== Record set

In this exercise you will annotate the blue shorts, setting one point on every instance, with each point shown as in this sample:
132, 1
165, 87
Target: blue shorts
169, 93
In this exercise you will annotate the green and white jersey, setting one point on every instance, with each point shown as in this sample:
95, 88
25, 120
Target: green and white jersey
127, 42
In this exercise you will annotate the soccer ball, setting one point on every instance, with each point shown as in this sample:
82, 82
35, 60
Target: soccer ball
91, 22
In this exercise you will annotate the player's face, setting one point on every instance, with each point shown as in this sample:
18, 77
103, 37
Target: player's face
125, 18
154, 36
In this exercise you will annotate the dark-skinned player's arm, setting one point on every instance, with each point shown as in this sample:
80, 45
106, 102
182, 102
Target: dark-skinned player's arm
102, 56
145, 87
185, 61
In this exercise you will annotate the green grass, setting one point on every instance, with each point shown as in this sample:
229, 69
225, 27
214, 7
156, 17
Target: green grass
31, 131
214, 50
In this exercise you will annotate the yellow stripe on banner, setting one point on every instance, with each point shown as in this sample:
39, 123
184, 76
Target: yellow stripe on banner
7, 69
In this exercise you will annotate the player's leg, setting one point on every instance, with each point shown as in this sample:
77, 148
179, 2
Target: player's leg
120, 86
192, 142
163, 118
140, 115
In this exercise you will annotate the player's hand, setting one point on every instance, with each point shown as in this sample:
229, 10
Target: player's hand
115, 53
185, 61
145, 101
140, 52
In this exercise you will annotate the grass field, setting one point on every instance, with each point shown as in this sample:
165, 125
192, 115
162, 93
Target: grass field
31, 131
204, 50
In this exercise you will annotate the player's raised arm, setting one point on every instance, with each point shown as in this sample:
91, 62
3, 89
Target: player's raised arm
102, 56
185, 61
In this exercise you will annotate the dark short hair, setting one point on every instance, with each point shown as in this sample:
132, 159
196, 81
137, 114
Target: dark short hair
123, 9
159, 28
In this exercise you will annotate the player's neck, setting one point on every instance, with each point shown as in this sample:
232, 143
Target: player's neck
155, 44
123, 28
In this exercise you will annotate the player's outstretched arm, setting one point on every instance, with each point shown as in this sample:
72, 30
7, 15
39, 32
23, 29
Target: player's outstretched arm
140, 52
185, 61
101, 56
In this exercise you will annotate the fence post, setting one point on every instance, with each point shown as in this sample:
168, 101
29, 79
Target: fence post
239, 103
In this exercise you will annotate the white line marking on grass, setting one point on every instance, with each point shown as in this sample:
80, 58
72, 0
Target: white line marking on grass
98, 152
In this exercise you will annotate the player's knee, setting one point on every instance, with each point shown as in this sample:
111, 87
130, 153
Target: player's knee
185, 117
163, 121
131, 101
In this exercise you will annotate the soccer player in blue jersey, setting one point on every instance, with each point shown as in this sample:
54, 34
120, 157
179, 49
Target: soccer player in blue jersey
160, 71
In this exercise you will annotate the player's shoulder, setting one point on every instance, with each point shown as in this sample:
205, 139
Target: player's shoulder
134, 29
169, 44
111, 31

====

» Exercise brief:
Restate the records exactly. Leave nothing out.

» Exercise output:
In this exercise you will annotate the blue shorts, setting one point on every instance, with each point shown as in this sample:
132, 1
165, 87
Target: blue shorts
169, 93
In this exercise you will annotate the green and white jersey, setting one point on every instance, with each point shown as in this sample:
95, 88
25, 120
Target: green and white jersey
127, 42
In this exercise you will annotate the soccer ball, setting one point on every instance, with each point shown as in this sample:
82, 82
35, 60
Target: soccer ball
91, 22
In this exercise you will annotate the player's face, setting one point on every instance, with each point shown as in this sample:
18, 77
103, 37
Target: player's face
125, 18
154, 36
In this exercise you will annotate the dark-skinned player's arm, setting one point on every instance, with each point shown as in this sample:
80, 45
106, 102
182, 102
Target: dark-skinned player's arm
102, 56
145, 87
185, 61
In this exercise you will annotate the green grass, setting one point on every instance, with each point shown as in this sample:
229, 69
225, 27
214, 7
156, 17
Target: green grass
31, 131
214, 50
In this exercise you will annotate the yellow stripe on banner, setting one point on every instance, with each point shown as in this sample:
39, 123
184, 76
Target: yellow stripe on banner
7, 69
In this exercise you will annotate the player's leg, setting one point on every instance, with each point shown as in this sample:
77, 148
179, 2
Target: player's leg
120, 86
192, 142
163, 118
140, 115
In this exercise you will annotate the player's hand, setting one point on every instance, with each point shown as in this sample:
229, 10
Target: player's hand
115, 53
185, 61
145, 101
140, 52
In this exercise you will annotate the grass field, setting one point on every instance, with each point shown as in this sample:
165, 125
192, 115
162, 93
Target: grass field
31, 131
204, 50
In this exercise you will annotate the player's raised arm, setting one point on every instance, with each point shown as in this sample:
91, 62
3, 89
Target: player's raised arm
102, 56
185, 61
In this exercise you will annotate the dark short hair, setting one point on every instance, with each point shown as in this sample:
132, 159
196, 81
137, 114
Target: dark short hair
123, 9
159, 28
In this exercise you will annotate the player's neck, setting one point on every instance, with each point shown as in this sample:
232, 143
Target: player's neck
155, 44
123, 28
In this exercise you will annotate the player's outstretched arm, setting one point on every instance, with each point shown as in this sample:
72, 30
7, 15
39, 32
23, 29
Target: player's outstretched arm
140, 52
185, 61
101, 56
In this exercise you will annotate the fence post, setting one point on every instance, with each point shown as in this sample:
168, 101
29, 79
Target: fence post
239, 103
In this exercise you will annotate the white line marking on grass, setting one point on every instance, with each point shown as in this sample:
80, 58
72, 0
Target: white line marking on grass
98, 152
In this exercise you will annotate the player's knee, setting one point on every instance, with each point shown as in this sample:
111, 87
130, 153
Target: player's knee
185, 117
163, 121
131, 101
In this exercise you will annotate the soccer player in blue jersey, setting one point on every instance, with each point shown as in this sample:
54, 34
120, 157
179, 49
Target: soccer player in blue jersey
160, 71
In this exercise you will annotate the player's shoulder, setting one point on every instance, with each point shown as in this sample:
205, 139
Target: player's shoulder
134, 29
169, 44
111, 31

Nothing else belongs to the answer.